Request
Reproduce the items below verbatim, beginning at the line that contains "Exercise. Put one point on every instance of the flower cluster" and continuing through the last line of the items.
◆ ◆ ◆ ◆ ◆
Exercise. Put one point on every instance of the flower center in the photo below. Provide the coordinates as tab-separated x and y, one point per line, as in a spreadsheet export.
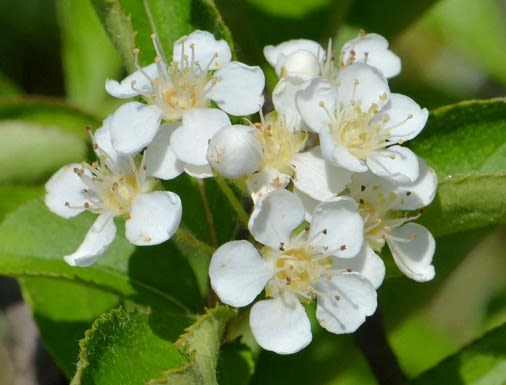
296	270
279	143
177	90
353	129
379	220
112	186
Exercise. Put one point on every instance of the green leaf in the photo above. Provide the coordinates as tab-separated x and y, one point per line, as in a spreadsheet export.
38	136
389	17
129	347
256	23
236	364
8	87
11	197
87	53
64	310
481	363
130	24
459	24
402	297
200	345
466	144
33	242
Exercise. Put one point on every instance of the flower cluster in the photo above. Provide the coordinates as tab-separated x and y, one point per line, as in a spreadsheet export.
326	169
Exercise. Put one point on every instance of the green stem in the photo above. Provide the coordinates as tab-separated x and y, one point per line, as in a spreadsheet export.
184	238
236	204
208	213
◆ ◆ ◆ ◆ ◆
Answer
Exercise. Put one point on every instance of the flower cluster in the photo above. Provide the coordinates as tab-separated x and y, one point per line, as in a spreadsheet export.
326	169
Exercise. Put one point on every instance of the green stem in the photo above. Provide the coordinates as tab-separated x and y, one point per line, as in a spreadsheet export.
184	238
236	204
208	213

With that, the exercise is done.